- **Goal of the exercise**
Identify every line in the entries below that contains the word "shirt", and copy each one. Matching is case-sensitive.

* begin Data for the task *

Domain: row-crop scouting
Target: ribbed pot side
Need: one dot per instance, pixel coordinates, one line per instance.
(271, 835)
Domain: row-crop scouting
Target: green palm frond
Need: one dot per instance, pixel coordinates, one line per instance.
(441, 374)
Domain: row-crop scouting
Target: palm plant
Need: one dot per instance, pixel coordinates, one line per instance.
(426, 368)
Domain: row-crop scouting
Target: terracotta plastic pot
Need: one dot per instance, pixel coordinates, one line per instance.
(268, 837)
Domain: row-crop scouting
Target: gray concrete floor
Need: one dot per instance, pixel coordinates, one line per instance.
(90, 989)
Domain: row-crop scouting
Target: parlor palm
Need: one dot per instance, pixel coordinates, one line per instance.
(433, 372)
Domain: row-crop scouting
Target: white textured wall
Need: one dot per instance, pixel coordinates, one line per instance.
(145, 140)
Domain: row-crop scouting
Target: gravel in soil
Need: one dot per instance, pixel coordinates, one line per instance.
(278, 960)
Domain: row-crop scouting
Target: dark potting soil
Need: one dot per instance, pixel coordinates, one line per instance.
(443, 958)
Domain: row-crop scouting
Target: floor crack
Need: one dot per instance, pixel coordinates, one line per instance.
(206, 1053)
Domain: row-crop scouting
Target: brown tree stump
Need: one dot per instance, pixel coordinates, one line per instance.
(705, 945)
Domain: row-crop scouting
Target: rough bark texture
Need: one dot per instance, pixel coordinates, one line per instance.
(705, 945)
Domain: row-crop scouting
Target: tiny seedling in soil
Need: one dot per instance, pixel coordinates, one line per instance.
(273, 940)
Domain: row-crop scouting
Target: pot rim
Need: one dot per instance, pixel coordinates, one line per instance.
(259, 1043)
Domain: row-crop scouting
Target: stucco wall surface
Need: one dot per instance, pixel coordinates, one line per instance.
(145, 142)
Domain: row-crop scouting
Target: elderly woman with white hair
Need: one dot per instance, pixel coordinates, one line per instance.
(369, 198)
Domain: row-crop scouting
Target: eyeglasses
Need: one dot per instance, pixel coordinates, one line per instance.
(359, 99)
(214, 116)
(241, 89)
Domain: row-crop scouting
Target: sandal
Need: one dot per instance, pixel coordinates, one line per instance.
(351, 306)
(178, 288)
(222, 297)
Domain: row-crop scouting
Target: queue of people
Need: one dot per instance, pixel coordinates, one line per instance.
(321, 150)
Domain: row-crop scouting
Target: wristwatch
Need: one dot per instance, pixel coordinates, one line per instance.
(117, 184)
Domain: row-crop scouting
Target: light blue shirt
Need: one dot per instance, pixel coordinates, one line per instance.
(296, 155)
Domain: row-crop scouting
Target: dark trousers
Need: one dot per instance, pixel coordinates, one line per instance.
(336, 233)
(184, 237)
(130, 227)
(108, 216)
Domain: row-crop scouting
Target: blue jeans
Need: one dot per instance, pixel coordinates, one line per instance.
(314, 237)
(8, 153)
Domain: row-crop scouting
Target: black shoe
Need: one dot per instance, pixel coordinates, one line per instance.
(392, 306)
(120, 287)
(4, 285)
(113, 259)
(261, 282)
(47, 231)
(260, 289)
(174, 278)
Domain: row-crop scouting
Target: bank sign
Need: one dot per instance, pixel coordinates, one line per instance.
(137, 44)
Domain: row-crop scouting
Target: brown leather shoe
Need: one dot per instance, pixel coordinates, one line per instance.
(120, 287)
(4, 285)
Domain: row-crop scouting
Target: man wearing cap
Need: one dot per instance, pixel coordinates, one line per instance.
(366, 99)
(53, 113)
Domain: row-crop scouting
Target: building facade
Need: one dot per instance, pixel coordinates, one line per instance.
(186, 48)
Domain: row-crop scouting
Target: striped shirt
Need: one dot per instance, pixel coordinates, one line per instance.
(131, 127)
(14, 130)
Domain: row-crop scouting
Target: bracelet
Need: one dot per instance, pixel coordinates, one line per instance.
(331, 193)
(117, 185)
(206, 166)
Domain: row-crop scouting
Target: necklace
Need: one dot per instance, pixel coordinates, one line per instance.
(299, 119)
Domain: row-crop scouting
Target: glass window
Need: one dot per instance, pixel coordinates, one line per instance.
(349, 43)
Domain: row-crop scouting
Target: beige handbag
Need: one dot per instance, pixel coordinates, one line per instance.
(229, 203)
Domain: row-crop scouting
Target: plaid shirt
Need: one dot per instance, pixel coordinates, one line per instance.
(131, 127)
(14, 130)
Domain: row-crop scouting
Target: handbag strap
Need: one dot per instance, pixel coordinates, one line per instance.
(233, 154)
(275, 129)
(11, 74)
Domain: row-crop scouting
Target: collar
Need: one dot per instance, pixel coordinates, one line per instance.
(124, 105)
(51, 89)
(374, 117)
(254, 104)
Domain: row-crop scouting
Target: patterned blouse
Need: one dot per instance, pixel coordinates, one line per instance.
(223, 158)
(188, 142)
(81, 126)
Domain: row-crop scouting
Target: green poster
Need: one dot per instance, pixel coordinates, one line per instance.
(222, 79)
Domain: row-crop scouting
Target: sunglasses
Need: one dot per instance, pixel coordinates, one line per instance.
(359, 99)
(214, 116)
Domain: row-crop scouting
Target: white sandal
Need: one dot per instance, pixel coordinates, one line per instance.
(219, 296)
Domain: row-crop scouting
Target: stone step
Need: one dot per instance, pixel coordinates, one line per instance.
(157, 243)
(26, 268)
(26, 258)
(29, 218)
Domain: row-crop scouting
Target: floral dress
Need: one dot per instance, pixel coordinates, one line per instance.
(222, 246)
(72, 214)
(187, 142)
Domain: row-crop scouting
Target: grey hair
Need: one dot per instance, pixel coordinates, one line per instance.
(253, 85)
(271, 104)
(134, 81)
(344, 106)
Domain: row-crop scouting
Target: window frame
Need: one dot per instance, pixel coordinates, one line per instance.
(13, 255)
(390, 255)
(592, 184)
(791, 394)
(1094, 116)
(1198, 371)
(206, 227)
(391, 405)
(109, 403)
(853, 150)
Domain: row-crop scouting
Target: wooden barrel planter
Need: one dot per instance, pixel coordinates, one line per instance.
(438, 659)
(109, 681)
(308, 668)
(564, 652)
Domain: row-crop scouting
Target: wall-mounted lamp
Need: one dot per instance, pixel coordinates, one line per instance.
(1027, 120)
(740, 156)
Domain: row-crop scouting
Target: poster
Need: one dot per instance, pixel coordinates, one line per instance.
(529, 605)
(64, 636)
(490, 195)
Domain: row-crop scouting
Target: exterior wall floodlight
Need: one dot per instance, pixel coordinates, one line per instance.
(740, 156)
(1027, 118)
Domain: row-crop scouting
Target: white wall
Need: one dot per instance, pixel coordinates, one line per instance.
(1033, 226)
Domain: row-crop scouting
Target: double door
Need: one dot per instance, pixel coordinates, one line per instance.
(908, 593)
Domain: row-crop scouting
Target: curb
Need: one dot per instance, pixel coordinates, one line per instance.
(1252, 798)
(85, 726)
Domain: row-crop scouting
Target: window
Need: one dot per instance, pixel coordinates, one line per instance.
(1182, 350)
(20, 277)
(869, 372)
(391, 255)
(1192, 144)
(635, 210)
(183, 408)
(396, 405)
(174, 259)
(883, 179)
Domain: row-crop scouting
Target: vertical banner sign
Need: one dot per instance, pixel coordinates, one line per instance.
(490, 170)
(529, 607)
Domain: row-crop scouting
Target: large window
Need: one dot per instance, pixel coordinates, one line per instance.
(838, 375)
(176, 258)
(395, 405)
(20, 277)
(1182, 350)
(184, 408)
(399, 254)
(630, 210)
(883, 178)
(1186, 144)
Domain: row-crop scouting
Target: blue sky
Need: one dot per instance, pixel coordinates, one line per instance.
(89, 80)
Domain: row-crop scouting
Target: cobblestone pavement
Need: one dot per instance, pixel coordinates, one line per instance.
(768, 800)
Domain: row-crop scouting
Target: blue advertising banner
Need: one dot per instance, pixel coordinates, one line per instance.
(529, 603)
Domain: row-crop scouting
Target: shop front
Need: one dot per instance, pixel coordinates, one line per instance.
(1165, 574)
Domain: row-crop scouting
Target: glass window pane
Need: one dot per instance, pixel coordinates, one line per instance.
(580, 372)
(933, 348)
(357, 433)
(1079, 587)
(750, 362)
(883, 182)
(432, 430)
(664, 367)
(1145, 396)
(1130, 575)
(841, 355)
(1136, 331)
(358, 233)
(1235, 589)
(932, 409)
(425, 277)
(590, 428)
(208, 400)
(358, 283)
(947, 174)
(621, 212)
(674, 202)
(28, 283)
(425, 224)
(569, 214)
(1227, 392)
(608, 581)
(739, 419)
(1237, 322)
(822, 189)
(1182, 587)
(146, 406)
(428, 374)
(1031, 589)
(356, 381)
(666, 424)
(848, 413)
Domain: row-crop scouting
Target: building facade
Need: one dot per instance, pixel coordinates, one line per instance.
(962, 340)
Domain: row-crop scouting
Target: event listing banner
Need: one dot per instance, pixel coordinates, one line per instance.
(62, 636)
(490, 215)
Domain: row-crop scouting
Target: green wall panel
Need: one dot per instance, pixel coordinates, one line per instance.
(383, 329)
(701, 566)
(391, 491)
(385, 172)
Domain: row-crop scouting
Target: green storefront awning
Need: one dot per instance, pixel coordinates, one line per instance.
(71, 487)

* end Data for the task *

- **Correct output**
Target: light blue shirt
Target: striped shirt
Target: plaid shirt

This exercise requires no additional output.